EXERCISES »
- A) From the passage on the Sack of Magdeburg, write out the text between "In last year’s" and "Imperial Catholic forces.", inclusive.
- B) In the passage on the Sack of Magdeburg, how many souls does Pappenheim's quote say were lost?

DOCUMENT SECTION »
++++++++++

This is quoted in several sources, but I am unable to find any collection of correspondence for Tilly or Holy Roman Emperor Ferdinand II to verify the quote or the read the letter for myself. Better sourced is this quote from Gottfried Heinrich, Graf zu Pappenheim:

“I believe that over twenty thousand souls were lost. It is certain that no more terrible work and divine punishment has been seen since the destruction of Jerusalem. All of our soldiers became rich. God with us.”

In last year’s post, discussing Schiller’s account, I noted that the idea of Magdeburgization is familiar in our own time, although by different names. There are other implications of the account of the Sack of Magdeburg that sound contemporary, meaning that there are elements of contemporary history that likely have their origins in this early modern conflict: terror and propaganda.

There are at least two antithetical attitudes that can be found in the secondary literature on the Sack of Magdeburg: that Tilly and Pappenheim were purposefully employing terror as a weapon of war, thus the atrocities were largely as were claimed, or that the claims of atrocity were wildly overstated, the result of a successful pamphleteering campaign by Protestants who sought to construct a “Black Legend” of the cruelty and viciousness of Imperial Catholic forces.

++++++++++

DATA FOR REVIEW »
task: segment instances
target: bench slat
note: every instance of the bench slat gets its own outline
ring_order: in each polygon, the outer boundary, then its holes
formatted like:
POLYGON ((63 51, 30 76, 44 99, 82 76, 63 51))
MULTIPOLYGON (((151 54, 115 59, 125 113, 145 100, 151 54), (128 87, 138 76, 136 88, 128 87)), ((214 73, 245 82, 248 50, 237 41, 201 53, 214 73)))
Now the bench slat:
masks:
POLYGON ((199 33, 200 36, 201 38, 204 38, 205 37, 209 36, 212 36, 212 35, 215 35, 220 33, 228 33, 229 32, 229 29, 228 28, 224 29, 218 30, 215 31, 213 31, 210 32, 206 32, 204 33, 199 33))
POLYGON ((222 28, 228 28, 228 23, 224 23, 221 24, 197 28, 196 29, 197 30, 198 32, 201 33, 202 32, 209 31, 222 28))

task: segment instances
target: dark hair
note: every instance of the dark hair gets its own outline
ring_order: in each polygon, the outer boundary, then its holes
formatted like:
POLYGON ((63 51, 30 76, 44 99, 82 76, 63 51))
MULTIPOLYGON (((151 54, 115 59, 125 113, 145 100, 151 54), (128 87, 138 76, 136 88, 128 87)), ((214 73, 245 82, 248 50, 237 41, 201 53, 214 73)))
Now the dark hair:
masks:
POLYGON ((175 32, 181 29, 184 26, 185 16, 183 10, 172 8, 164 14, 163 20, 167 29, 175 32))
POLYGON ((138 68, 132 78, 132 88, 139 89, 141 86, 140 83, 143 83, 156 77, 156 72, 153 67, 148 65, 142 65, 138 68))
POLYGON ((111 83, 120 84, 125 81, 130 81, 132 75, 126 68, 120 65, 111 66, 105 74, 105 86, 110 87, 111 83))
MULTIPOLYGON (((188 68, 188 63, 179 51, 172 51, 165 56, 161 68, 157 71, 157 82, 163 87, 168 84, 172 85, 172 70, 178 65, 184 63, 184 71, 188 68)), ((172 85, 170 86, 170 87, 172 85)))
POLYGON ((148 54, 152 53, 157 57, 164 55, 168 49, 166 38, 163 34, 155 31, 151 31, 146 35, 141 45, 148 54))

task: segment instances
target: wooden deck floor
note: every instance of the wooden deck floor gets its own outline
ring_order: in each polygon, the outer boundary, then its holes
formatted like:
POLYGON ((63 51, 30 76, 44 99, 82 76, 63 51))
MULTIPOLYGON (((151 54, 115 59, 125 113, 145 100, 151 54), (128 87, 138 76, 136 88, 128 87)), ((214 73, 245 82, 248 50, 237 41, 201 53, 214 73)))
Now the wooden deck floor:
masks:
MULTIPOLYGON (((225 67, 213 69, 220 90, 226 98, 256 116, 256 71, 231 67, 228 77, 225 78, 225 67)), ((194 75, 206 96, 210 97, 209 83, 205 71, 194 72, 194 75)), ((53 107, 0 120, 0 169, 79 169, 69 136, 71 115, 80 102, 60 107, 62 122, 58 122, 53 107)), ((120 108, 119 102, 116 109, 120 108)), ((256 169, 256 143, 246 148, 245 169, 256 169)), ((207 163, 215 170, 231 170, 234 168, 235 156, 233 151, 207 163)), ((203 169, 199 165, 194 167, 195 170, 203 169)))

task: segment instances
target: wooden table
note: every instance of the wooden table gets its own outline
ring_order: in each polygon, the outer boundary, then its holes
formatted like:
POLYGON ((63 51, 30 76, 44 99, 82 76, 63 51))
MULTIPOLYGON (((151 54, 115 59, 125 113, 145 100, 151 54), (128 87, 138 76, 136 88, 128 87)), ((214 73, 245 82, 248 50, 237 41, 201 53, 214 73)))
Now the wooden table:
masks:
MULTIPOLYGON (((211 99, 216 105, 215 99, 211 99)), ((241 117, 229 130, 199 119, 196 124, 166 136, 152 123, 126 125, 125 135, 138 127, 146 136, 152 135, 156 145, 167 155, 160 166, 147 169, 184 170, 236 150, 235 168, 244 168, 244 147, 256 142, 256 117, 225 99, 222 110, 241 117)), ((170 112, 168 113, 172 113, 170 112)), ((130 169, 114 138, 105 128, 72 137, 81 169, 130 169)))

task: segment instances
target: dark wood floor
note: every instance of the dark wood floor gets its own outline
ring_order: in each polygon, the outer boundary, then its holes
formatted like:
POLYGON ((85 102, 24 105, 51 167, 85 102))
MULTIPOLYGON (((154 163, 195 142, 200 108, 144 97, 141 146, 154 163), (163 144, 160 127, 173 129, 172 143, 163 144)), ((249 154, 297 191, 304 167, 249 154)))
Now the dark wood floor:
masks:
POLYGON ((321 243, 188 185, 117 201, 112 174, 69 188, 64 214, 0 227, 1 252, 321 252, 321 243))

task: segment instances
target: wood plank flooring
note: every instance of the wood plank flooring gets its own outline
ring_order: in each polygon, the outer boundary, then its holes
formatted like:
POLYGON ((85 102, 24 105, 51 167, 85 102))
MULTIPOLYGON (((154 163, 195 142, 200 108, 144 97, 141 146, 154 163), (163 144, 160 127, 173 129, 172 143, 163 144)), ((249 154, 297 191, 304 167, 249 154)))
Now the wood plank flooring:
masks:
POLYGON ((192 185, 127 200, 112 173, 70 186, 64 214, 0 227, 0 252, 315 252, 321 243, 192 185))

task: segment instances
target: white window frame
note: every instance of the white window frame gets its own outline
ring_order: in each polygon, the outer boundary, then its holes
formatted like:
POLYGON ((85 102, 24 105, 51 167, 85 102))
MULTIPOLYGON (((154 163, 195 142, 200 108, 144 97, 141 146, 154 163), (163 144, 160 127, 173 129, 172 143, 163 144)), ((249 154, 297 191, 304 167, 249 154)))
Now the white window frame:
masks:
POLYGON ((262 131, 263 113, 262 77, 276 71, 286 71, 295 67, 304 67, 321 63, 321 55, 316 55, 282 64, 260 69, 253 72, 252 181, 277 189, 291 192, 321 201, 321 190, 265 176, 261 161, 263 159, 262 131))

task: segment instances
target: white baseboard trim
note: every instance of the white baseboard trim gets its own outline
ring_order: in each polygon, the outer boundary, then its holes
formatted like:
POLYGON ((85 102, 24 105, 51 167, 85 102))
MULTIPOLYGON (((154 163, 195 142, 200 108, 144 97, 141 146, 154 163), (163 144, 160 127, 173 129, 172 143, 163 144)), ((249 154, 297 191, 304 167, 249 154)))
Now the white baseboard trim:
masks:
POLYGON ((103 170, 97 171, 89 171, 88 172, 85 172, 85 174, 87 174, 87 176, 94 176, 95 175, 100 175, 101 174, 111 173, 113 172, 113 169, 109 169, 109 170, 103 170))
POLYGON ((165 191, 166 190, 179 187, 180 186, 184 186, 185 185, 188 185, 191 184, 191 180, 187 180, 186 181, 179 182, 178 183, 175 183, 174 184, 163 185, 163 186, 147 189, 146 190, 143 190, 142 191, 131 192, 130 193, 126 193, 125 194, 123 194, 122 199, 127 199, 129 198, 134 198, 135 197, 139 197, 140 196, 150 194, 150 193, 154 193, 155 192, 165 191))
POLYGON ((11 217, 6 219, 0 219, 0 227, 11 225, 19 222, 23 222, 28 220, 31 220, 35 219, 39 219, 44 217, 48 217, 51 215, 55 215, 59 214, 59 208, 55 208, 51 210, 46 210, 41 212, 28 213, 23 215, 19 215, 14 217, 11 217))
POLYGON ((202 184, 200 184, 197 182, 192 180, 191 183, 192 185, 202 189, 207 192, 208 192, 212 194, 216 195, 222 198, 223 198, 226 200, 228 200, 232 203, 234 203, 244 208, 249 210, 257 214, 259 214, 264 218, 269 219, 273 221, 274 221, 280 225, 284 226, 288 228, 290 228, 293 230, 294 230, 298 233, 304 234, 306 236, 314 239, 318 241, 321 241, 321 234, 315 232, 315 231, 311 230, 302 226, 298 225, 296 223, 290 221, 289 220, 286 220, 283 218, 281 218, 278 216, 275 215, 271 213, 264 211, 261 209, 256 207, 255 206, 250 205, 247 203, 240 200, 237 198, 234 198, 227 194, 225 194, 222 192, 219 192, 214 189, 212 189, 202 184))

++++++++++

TASK-BY-TASK SOLUTIONS »
- A)
In last year’s post, discussing Schiller’s account, I noted that the idea of Magdeburgization is familiar in our own time, although by different names. There are other implications of the account of the Sack of Magdeburg that sound contemporary, meaning that there are elements of contemporary history that likely have their origins in this early modern conflict: terror and propaganda.

There are at least two antithetical attitudes that can be found in the secondary literature on the Sack of Magdeburg: that Tilly and Pappenheim were purposefully employing terror as a weapon of war, thus the atrocities were largely as were claimed, or that the claims of atrocity were wildly overstated, the result of a successful pamphleteering campaign by Protestants who sought to construct a “Black Legend” of the cruelty and viciousness of Imperial Catholic forces.

- B) Over twenty thousand.